### Request:
Write out each entry, exactly the way it appears.

### Extracted records:
╔══
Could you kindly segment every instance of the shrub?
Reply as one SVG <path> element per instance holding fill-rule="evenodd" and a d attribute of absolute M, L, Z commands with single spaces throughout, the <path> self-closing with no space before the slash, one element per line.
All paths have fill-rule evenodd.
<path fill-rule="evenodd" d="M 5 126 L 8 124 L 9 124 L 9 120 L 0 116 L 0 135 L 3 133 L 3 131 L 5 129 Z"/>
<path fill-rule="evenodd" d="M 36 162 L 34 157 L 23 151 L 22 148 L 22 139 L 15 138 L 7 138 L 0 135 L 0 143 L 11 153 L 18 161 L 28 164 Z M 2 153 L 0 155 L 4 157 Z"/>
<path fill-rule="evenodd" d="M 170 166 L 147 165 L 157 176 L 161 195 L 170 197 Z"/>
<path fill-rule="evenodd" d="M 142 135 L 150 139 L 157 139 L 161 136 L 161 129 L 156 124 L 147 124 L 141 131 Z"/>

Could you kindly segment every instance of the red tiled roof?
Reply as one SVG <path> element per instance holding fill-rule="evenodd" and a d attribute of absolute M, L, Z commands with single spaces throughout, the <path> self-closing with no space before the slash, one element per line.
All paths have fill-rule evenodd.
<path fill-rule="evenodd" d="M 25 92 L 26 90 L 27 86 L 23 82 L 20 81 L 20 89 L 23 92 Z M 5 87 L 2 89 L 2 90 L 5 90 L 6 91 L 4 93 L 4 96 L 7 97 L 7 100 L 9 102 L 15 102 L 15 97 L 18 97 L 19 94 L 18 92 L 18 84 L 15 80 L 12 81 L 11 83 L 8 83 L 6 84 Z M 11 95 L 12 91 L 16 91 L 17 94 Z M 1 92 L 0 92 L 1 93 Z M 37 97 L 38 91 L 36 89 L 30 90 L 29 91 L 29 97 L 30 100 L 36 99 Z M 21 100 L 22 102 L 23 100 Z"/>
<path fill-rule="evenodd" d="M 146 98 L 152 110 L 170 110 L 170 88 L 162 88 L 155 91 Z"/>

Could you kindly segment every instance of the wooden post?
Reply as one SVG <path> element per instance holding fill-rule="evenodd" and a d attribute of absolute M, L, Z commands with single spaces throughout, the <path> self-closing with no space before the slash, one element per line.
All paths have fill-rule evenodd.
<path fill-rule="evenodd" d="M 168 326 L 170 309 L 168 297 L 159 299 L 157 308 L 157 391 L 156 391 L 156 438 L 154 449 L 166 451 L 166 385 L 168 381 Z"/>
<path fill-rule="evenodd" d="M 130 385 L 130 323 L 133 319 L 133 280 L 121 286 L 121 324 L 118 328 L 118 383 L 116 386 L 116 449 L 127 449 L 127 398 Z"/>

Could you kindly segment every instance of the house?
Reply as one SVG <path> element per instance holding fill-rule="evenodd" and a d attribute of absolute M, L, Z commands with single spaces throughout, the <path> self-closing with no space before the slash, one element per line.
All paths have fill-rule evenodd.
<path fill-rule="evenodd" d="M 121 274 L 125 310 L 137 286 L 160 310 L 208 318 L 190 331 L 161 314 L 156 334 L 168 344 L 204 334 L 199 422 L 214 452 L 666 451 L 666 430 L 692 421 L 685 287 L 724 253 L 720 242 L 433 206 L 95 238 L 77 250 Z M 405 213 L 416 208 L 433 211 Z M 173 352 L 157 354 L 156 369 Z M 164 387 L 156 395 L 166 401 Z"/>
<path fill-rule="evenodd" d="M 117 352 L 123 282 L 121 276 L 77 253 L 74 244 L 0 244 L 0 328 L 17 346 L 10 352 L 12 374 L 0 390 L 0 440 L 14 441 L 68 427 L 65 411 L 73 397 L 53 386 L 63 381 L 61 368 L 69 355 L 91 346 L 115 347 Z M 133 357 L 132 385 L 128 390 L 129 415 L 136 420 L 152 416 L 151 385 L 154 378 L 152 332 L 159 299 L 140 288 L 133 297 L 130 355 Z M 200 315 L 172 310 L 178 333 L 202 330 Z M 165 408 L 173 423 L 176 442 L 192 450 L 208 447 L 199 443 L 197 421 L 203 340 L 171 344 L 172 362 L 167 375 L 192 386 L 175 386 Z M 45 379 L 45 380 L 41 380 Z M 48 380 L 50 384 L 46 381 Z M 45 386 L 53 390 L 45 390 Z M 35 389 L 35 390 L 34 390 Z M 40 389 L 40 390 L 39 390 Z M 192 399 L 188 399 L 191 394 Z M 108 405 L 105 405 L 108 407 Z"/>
╚══
### Right answer:
Could you kindly segment every instance of the shrub?
Reply as one SVG <path> element per instance holding fill-rule="evenodd" and a d attribute of absolute M, L, Z commands with single spaces throughout, the <path> self-closing with no space before the slash, one element per line.
All paths have fill-rule evenodd.
<path fill-rule="evenodd" d="M 5 126 L 8 124 L 9 124 L 9 120 L 0 116 L 0 135 L 3 133 L 3 131 L 5 129 Z"/>
<path fill-rule="evenodd" d="M 36 162 L 34 157 L 23 151 L 22 148 L 22 139 L 15 138 L 7 138 L 0 135 L 0 143 L 11 153 L 18 161 L 28 164 Z M 2 153 L 0 155 L 4 157 Z"/>
<path fill-rule="evenodd" d="M 170 166 L 147 165 L 157 176 L 161 195 L 170 197 Z"/>
<path fill-rule="evenodd" d="M 142 135 L 150 139 L 157 139 L 161 136 L 161 129 L 156 124 L 147 124 L 141 131 Z"/>

Could you kindly segment every instance of the red tiled roof?
Reply as one SVG <path> element per instance holding fill-rule="evenodd" and a d attribute of absolute M, L, Z commands with single spaces throughout, the <path> self-closing with no space before the slash, one element per line.
All paths have fill-rule evenodd.
<path fill-rule="evenodd" d="M 25 92 L 26 90 L 27 86 L 23 82 L 20 81 L 20 89 L 23 92 Z M 5 87 L 2 89 L 2 90 L 5 90 L 6 91 L 4 93 L 4 96 L 7 97 L 7 100 L 9 102 L 15 102 L 15 97 L 18 97 L 19 94 L 18 92 L 18 84 L 15 80 L 12 81 L 11 83 L 8 83 L 6 84 Z M 11 95 L 12 91 L 16 91 L 17 94 Z M 1 92 L 0 92 L 1 93 Z M 37 97 L 38 91 L 36 89 L 30 90 L 29 91 L 29 97 L 30 100 L 36 99 Z M 21 100 L 22 102 L 23 100 Z"/>
<path fill-rule="evenodd" d="M 146 98 L 152 110 L 170 110 L 170 88 L 162 88 L 155 91 Z"/>

Could you kindly segment every instance of the wooden post?
Reply as one SVG <path> element per instance holding fill-rule="evenodd" and a d attribute of absolute M, L, Z commands with single spaces throughout, the <path> self-closing with no space before the slash, one element per line.
All paths have fill-rule evenodd.
<path fill-rule="evenodd" d="M 168 326 L 170 309 L 168 297 L 159 299 L 157 308 L 157 391 L 156 391 L 156 438 L 154 449 L 166 451 L 166 385 L 168 381 Z"/>
<path fill-rule="evenodd" d="M 130 385 L 130 323 L 133 319 L 133 280 L 121 286 L 121 324 L 118 328 L 118 383 L 116 386 L 116 449 L 127 449 L 127 398 Z"/>

Could you kindly segment every instance of the house?
Reply as one SVG <path> element per instance holding fill-rule="evenodd" and a d attribute of absolute M, L, Z commands with single spaces throughout, the <path> self-closing with no space before the slash, one element per line.
All paths have fill-rule evenodd.
<path fill-rule="evenodd" d="M 121 274 L 125 310 L 137 286 L 160 310 L 208 318 L 190 331 L 161 314 L 156 334 L 168 344 L 204 334 L 199 422 L 214 452 L 666 451 L 666 430 L 692 421 L 685 287 L 724 253 L 720 242 L 433 206 L 95 238 L 77 250 Z M 405 213 L 416 208 L 433 211 Z M 173 352 L 157 354 L 156 369 Z M 164 387 L 156 395 L 166 401 Z"/>
<path fill-rule="evenodd" d="M 117 352 L 123 282 L 121 276 L 77 253 L 74 244 L 0 244 L 0 328 L 17 346 L 10 352 L 12 374 L 0 390 L 0 440 L 14 441 L 68 427 L 65 411 L 73 397 L 53 386 L 63 381 L 61 368 L 69 355 L 91 346 L 115 347 Z M 133 357 L 132 385 L 128 390 L 129 415 L 136 420 L 152 416 L 151 385 L 154 378 L 152 332 L 159 299 L 140 288 L 133 297 L 130 355 Z M 200 315 L 172 310 L 178 333 L 202 330 Z M 165 408 L 173 423 L 176 442 L 192 450 L 208 447 L 199 443 L 197 421 L 203 340 L 171 344 L 172 362 L 167 375 L 192 386 L 175 386 Z M 45 379 L 45 380 L 41 380 Z M 48 380 L 50 384 L 46 381 Z M 45 386 L 53 390 L 45 390 Z M 35 389 L 35 390 L 34 390 Z M 40 389 L 40 390 L 39 390 Z M 192 399 L 188 399 L 191 394 Z M 108 405 L 105 405 L 108 407 Z"/>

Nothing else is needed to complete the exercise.